#### EXERCISE GOAL
Rescale the items below: reproduce every line, including the requests, and multiply each point coordinate in the answers by 2.35. Round each result to the nearest whole number, with halves rounded up.

#### GIVEN INFORMATION

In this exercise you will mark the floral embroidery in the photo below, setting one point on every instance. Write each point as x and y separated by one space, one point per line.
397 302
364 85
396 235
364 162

#### THE ANSWER
In this exercise you will mark the floral embroidery in the photo below, setting one point on every instance. Write each point as x and y separated by one space, one point per line.
933 710
855 200
931 552
855 381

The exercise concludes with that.